10 Tips and Tricks for Data Scientists Vol.3

[This article was first published on R – Predictive Hacks, and kindly contributed to R-bloggers]. (You can report issue about the content on this page here)
Want to share your content on R-bloggers? click here if you have a blog, or here if you don't.

I have started a series of articles on tips and tricks for data scientists (mainly in Python and R). In case you missed vol 1 and vol 2.

Python

1. How to work with JSON cells in pandas

Assume that you are dealing with a pandas DataFrame where one of your columns is in JSON format and you want to extract specific information. For this example, we will work with the doc_report.csv dataset from Kaggle.

import pandas as pd
import ast
pd.set_option("max_colwidth", 180)
doc = pd.read_csv("doc_reports.csv", index_col=0)
# print the properties column
doc['properties']
Output

If we look at the data, the properties field is in JSON format. This means that we need to convert it to a dictionary and then extract the required information. We will work with the ast library to convert it to a dictionary and then we will create separate columns for each key as follows:

dummy = doc['properties'].apply(lambda x: ast.literal_eval(x))
doc['gender'] = dummy.apply(lambda x:x.get('gender'))
doc['nationality'] = dummy.apply(lambda x:x.get('nationality'))
doc['document_type'] = dummy.apply(lambda x:x.get('document_type'))
doc['date_of_expiry'] = dummy.apply(lambda x:x.get('date_of_expiry'))
doc['issuing_country'] = dummy.apply(lambda x:x.get('issuing_country'))
# lets get the columns
doc[['gender', 'nationality', 'document_type', 'date_of_expiry','issuing_country' ]]
Converting JSON data to columns

As you can see, we converted a JSON data type cell to columns based on the key values.

2. How to change multiple column values with applymap

We will provide an example of how you can change multiple column values in pandas DataFrames using the applymap function. Assume that your DataFrame takes values 12, and 3 and you want to apply the following mapping function:

  • If 1, then 0.
  • If 2 or 3, then 1.
df = pd.DataFrame({'A':[1,1,2,2,3,3],
'B':[1,2,3,1,2,3]})
df

        A	B
0	1	1
1	1	2
2	2	3
3	2	1
4	3	2
5	3	3

Using the applymap function:

# create the mapping dictionary
d = {1 : 0, 2: 1, 3: 1}
# apply it to all columns
df.applymap(d.get)

        A	B
0	0	0
1	0	1
2	1	1
3	1	0
4	1	1
5	1	1

3. How to build treemaps with Plotly

With plotly.express, you can easily create fancy treemaps. For example, let’s say that we want to represent the life expectancy by country taking into consideration the continent and the population of the country. So, in the treemap below, the size of the rectangle refers to the population and the color refers to the life expectancy. The higher the life expectancy, the bluer the color is. The lower the life expectancy, the redder the color is.

import plotly.express as px
import numpy as np
df = px.data.gapminder().query("year == 2007")

* TO DO
a – Please retype the stretch from "10 Tips and" through "if you don't." in the data science tips article above.
b – In the treemap example from the data science tips article, what does the size of each rectangle represent?

* GIVEN RECORDS
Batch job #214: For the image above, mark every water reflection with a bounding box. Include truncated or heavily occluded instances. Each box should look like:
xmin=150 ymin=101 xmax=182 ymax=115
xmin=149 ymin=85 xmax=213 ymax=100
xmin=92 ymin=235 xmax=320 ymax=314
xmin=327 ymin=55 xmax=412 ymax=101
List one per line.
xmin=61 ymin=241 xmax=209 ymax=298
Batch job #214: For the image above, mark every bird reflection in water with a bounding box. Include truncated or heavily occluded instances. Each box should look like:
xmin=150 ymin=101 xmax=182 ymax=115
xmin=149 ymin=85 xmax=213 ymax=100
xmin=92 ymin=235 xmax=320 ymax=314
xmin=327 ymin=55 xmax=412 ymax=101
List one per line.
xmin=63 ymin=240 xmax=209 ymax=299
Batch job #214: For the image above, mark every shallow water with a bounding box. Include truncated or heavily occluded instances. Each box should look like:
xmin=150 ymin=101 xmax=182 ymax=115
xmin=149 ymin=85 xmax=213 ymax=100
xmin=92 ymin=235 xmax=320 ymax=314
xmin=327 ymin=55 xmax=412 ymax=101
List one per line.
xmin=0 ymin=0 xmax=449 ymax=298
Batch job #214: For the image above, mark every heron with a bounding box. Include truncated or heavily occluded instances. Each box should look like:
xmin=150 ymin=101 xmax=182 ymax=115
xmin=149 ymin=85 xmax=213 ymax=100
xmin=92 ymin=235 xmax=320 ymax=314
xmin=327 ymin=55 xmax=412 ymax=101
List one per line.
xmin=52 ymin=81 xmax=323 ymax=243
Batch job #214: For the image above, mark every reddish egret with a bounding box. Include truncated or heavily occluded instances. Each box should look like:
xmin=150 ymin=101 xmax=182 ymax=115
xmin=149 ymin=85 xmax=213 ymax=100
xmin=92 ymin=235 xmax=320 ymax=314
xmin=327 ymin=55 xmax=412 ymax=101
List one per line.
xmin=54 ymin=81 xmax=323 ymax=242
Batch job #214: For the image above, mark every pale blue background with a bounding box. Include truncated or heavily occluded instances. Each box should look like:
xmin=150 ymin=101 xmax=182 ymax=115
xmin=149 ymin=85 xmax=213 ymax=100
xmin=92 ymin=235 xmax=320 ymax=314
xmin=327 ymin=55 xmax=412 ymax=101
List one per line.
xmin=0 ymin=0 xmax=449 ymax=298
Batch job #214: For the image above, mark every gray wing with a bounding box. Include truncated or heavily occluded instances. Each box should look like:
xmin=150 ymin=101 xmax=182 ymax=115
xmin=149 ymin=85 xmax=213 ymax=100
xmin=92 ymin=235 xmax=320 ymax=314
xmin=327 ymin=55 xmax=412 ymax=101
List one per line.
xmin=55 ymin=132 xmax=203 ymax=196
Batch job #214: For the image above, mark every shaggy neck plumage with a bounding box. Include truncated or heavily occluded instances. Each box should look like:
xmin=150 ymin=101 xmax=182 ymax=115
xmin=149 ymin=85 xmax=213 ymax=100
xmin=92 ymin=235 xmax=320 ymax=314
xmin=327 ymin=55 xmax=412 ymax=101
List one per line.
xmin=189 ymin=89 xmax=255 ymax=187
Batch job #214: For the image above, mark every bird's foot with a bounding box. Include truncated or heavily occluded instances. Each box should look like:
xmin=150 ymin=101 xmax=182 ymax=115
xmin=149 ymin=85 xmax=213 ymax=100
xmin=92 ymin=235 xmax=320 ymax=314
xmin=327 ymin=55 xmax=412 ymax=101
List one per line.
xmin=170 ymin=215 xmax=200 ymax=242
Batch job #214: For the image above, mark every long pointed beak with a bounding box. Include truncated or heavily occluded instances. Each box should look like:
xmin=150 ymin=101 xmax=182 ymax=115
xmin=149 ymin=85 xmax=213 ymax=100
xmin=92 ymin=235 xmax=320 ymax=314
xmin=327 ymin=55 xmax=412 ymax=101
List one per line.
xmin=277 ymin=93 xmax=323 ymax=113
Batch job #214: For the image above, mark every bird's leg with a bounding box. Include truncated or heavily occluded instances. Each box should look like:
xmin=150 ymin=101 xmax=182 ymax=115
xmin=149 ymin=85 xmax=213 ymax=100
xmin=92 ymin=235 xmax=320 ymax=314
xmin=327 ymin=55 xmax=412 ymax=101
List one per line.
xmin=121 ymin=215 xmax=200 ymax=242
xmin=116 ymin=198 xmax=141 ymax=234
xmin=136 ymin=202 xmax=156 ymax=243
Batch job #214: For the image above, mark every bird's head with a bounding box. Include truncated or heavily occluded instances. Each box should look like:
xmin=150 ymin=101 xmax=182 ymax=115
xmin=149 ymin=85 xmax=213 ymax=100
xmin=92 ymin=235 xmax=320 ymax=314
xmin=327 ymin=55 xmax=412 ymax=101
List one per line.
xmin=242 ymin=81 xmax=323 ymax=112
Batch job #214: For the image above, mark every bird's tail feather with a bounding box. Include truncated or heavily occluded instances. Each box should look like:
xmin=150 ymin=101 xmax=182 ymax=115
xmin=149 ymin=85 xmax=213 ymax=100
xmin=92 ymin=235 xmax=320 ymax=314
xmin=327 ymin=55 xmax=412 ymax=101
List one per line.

* ANSWERS TO EACH TASK
a –
10 Tips and Tricks for Data Scientists Vol.3

[This article was first published on R – Predictive Hacks, and kindly contributed to R-bloggers]. (You can report issue about the content on this page here)
Want to share your content on R-bloggers? click here if you have a blog, or here if you don't.

b – The size of each rectangle represents the country's population.